((

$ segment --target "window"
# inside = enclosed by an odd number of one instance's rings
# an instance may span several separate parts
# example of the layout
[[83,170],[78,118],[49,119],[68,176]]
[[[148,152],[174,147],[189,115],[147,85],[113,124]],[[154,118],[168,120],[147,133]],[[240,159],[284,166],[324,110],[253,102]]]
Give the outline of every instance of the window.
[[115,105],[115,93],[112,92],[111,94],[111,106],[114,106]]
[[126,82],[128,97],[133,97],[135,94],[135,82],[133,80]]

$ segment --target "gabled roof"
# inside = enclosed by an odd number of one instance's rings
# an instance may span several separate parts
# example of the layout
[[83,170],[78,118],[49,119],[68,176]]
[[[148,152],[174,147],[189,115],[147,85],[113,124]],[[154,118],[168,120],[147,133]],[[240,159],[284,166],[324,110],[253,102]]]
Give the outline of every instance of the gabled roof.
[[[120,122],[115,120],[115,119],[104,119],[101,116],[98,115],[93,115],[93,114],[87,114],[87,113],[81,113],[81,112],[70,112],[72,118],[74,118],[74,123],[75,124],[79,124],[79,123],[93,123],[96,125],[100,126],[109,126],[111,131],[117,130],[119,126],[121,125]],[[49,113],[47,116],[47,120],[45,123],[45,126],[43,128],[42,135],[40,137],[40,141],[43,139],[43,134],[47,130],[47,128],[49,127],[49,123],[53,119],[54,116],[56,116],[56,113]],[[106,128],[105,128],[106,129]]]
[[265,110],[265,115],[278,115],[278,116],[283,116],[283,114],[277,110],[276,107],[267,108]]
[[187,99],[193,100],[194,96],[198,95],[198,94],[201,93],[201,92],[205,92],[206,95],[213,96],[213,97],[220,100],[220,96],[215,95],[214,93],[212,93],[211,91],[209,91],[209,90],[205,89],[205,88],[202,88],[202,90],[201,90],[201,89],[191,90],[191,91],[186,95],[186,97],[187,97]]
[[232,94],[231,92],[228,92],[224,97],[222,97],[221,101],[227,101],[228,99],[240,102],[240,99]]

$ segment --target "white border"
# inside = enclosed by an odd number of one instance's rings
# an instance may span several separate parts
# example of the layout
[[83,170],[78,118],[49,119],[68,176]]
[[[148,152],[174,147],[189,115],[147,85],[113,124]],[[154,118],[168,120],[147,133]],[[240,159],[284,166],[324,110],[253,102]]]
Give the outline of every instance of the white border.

))

Lay out every line of the material above as a Markdown table with two columns, "Row" and "Line", numbering the rows and leaving out blank lines.

### Solution to this problem
| Row | Line |
|---|---|
| 1 | $ segment --target "window" |
| 2 | # inside = enclosed by an odd number of one instance's rings |
| 3 | # an instance may span several separate parts |
| 4 | # example of the layout |
| 5 | [[83,170],[78,118],[49,119],[68,176]] |
| 6 | [[[148,152],[174,147],[189,115],[147,85],[113,124]],[[154,118],[168,120],[147,133]],[[240,159],[284,166],[324,110],[253,102]]] |
| 7 | Give the outline of every instance of the window. |
| 8 | [[115,105],[115,93],[112,92],[111,94],[111,106],[114,106]] |
| 9 | [[126,82],[128,97],[133,97],[135,94],[135,82],[133,80]] |
| 10 | $ segment --target "gabled roof" |
| 11 | # inside = enclosed by an odd number of one instance's rings |
| 12 | # an instance may span several separate parts |
| 13 | # example of the layout |
| 14 | [[83,170],[78,118],[49,119],[68,176]] |
| 15 | [[[148,152],[174,147],[189,115],[147,85],[113,124]],[[154,118],[168,120],[147,133]],[[240,159],[284,166],[324,110],[253,102]]] |
| 16 | Give the outline of every instance of the gabled roof. |
| 17 | [[[120,122],[115,120],[115,119],[104,119],[101,116],[98,115],[93,115],[93,114],[87,114],[87,113],[81,113],[81,112],[70,112],[72,118],[74,118],[74,123],[75,124],[79,124],[79,123],[93,123],[96,125],[100,126],[109,126],[111,131],[117,130],[119,126],[121,125]],[[49,113],[47,116],[47,120],[45,123],[45,126],[43,128],[42,135],[40,137],[40,141],[43,139],[43,134],[47,130],[47,128],[49,127],[49,123],[53,119],[54,116],[56,116],[56,113]],[[106,128],[105,128],[106,129]]] |
| 18 | [[265,110],[265,115],[278,115],[278,116],[283,116],[283,114],[277,110],[276,107],[267,108]] |
| 19 | [[187,99],[193,100],[194,96],[198,95],[198,94],[201,93],[201,92],[205,92],[206,95],[213,96],[213,97],[220,100],[220,96],[215,95],[214,93],[212,93],[211,91],[209,91],[209,90],[205,89],[205,88],[202,88],[202,90],[201,90],[201,89],[191,90],[191,91],[186,95],[186,97],[187,97]] |
| 20 | [[232,94],[231,92],[228,92],[224,97],[222,97],[221,101],[227,101],[228,99],[240,102],[240,99]] |
| 21 | $ segment --target "white border" |
| 22 | # inside = enclosed by an odd number of one instance's rings |
| 23 | # an instance may span several separate parts |
| 24 | # example of the layout |
| 25 | [[83,170],[78,118],[49,119],[68,176]] |
| 26 | [[[148,152],[174,147],[189,115],[147,85],[113,124]],[[154,118],[168,120],[147,133]],[[240,159],[284,166],[324,110],[253,102]]] |
| 27 | Give the outline of every instance of the white border. |